__Stated goal__
Copy out every line exactly, passing over the pictures.

__Entries__
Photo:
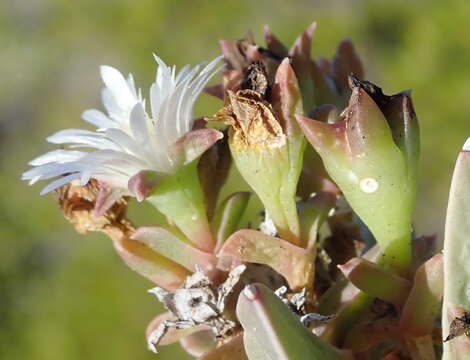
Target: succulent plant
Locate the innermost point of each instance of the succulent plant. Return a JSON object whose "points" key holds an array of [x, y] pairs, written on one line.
{"points": [[331, 267]]}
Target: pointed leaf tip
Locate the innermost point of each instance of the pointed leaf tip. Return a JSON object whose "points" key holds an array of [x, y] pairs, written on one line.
{"points": [[273, 331]]}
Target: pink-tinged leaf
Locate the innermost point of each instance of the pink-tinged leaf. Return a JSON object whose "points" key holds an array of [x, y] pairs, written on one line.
{"points": [[231, 350], [173, 335], [106, 199], [361, 156], [377, 282], [314, 88], [364, 336], [199, 343], [193, 144], [148, 263], [172, 247], [326, 113], [325, 137], [286, 98], [303, 45], [232, 55], [274, 44], [424, 302], [345, 62], [273, 331], [143, 183], [347, 303], [292, 262]]}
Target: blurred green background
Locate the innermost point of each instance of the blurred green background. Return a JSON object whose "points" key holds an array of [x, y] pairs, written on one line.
{"points": [[65, 296]]}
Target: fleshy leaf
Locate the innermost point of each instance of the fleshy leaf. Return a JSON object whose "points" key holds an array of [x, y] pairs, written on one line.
{"points": [[273, 331], [213, 169], [313, 86], [377, 282], [148, 263], [172, 247], [373, 172], [228, 216], [456, 259], [231, 350], [179, 197], [346, 62], [292, 262], [312, 213], [424, 302], [143, 183]]}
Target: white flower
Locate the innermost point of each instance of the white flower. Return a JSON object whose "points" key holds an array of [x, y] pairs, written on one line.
{"points": [[127, 140]]}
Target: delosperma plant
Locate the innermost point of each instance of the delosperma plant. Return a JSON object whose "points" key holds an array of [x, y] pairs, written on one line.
{"points": [[331, 267]]}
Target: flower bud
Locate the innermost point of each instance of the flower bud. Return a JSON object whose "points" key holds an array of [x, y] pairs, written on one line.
{"points": [[267, 146], [372, 155]]}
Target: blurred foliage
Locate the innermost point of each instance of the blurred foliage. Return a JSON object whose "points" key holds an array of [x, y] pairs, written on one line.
{"points": [[65, 296]]}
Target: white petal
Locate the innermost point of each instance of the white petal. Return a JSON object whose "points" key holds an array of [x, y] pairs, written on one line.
{"points": [[82, 137], [58, 183], [118, 86], [466, 146], [57, 156], [97, 118]]}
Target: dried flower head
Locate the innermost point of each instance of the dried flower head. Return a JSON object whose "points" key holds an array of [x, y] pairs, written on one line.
{"points": [[127, 140]]}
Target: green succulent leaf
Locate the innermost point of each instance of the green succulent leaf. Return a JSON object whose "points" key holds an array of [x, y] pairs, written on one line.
{"points": [[273, 332], [180, 198], [372, 156], [228, 215], [456, 261]]}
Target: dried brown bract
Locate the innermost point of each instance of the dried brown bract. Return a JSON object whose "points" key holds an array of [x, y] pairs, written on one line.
{"points": [[252, 120], [256, 79], [459, 326], [78, 205]]}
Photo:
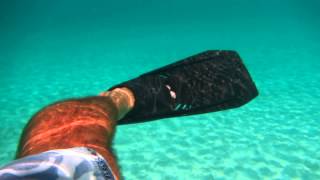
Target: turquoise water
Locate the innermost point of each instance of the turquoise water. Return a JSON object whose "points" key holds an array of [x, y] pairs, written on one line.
{"points": [[62, 49]]}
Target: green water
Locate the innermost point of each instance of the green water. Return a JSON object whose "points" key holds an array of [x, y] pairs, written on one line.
{"points": [[59, 49]]}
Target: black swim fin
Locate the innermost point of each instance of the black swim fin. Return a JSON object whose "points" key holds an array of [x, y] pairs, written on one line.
{"points": [[207, 82]]}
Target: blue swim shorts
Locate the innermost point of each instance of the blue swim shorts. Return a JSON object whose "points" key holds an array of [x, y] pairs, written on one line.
{"points": [[73, 163]]}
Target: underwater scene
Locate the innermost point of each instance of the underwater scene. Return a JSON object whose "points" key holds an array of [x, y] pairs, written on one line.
{"points": [[53, 50]]}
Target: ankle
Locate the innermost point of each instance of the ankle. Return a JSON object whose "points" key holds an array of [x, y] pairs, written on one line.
{"points": [[123, 98]]}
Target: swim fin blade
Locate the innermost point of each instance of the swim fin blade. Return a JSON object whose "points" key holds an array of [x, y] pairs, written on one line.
{"points": [[210, 81]]}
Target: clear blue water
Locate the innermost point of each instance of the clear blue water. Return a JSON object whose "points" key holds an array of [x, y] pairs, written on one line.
{"points": [[51, 51]]}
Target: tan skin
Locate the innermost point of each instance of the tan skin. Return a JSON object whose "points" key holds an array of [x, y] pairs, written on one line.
{"points": [[87, 122]]}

__Reply to the exercise__
Photo:
Target: succulent plant
Locate the innermost point of each instance of the succulent plant. Return a JSON object whose "points" key holds an array of [x, y] pairs, written on one line.
{"points": [[331, 267]]}
Target: pointed leaf tip
Locate the innermost point of each instance of the pointed leaf tip. Return a JSON object whose "points" key holds an array of [x, y] pairs, written on one line.
{"points": [[273, 331]]}
Target: pink-tinged leaf
Locate the innermost point of each instance of the pink-tinged leaf. Return a JSON object whose "points" key holds an array of [x, y] pairs, written on one line.
{"points": [[231, 350], [173, 335], [106, 199], [361, 156], [377, 282], [314, 88], [364, 336], [199, 343], [193, 144], [148, 263], [172, 247], [326, 113], [325, 137], [286, 98], [303, 45], [232, 55], [274, 44], [424, 302], [345, 62], [273, 331], [143, 183], [347, 303], [292, 262]]}
Target: blurred green background
Locate the innermost point of each instance of the blurred green background. Return a JSON object whose "points" key holds an array of [x, y] pairs, written on one line.
{"points": [[65, 296]]}
Target: fleshy leaf
Locate the innermost point of each instance of the fleshy leaf. Return a JSON object whose "points" key holds an array of [x, y] pairs, written on one line.
{"points": [[273, 331], [213, 169], [313, 86], [377, 282], [148, 263], [172, 247], [373, 172], [228, 216], [456, 259], [231, 350], [179, 197], [346, 62], [292, 262], [312, 213], [424, 302], [143, 183]]}
Target: white flower
Locate the innermost point of each instance of the white flower. Return a JSON object whose "points" key holds an array of [x, y] pairs, written on one line.
{"points": [[127, 140]]}
Target: delosperma plant
Locate the innermost point of each instance of the delosperma plant. Return a JSON object whose "points" key holds an array of [x, y] pairs, written on one line.
{"points": [[331, 267]]}
Target: flower bud
Locate the innermost point of each instance of the flower bud. Return a JSON object whose "points" key holds an array of [x, y] pairs, written on one line.
{"points": [[267, 146], [372, 155]]}
Target: blurred foliage
Locate the innermost point of each instance of the blurred foliage. Return a JSON object whose "points" key holds an array of [x, y] pairs, written on one line.
{"points": [[65, 296]]}
Target: white petal
Locate the innermost point of each instance of the white petal. Return a JSON object whose "points" key holds an array of [x, y] pairs, written on one line.
{"points": [[82, 137], [58, 183], [118, 86], [466, 146], [57, 156], [97, 118]]}
Target: dried flower head
Locate the innermost point of each instance of the dried flower head. Return a JSON object whose "points" key holds an array of [x, y] pairs, written on one line.
{"points": [[127, 140]]}
Target: green succulent leaf
Locate the innermost point of each instance of the green succulent leaf. Return a JSON object whose "points" key holds an array of [x, y] pairs, written on one line.
{"points": [[273, 332], [180, 198], [372, 156], [228, 215], [456, 261]]}
Target: dried brown bract
Locate the innermost point of each instance of the dried brown bract. Return a JSON object whose "points" key holds an array of [x, y] pairs, written on one line.
{"points": [[252, 120], [256, 79], [459, 326], [78, 205]]}
Photo:
Target: turquoise water
Locate the innermost point of each instance of the turquoise water. Return a JSON object whose "points" key holds an array of [x, y] pairs, written on one line.
{"points": [[62, 49]]}
Target: green water
Locate the innermost point of each instance of the green water. Return a JSON object whose "points" key holds an array of [x, y] pairs, written on one line.
{"points": [[59, 49]]}
Target: black swim fin
Locate the innermost point of each instance of the black swim fin. Return a JSON object whose "points" key holds an array of [x, y] pairs, written on one line.
{"points": [[207, 82]]}
Target: blue swim shorts
Locate the innermost point of each instance of the blue swim shorts. Return a JSON object whose "points" key holds an array of [x, y] pairs, written on one line.
{"points": [[73, 163]]}
Target: underwater scene
Locate the innermost point of each instance of the underwater scene. Return a JSON object whose "points" key holds an array of [x, y] pairs, written on one line.
{"points": [[53, 50]]}
Target: ankle
Locate the innermost point of each instance of the ankle. Return a JSON object whose "points" key holds an array of [x, y] pairs, written on one line.
{"points": [[123, 98]]}
Target: swim fin blade
Locate the innermost point of each instance of the swim fin blade. Return a JSON object whose "points" key holds an array of [x, y] pairs, written on one line.
{"points": [[210, 81]]}
Target: clear blue water
Locate the innermost point of each instance of the clear blue water. Return a JSON object whose "points" key holds an array of [x, y] pairs, written on one line.
{"points": [[51, 51]]}
Target: tan skin
Locate the innermost point of each instance of the tan skin. Return a JSON object whose "points" key holds an array of [x, y] pairs, written on one line.
{"points": [[87, 122]]}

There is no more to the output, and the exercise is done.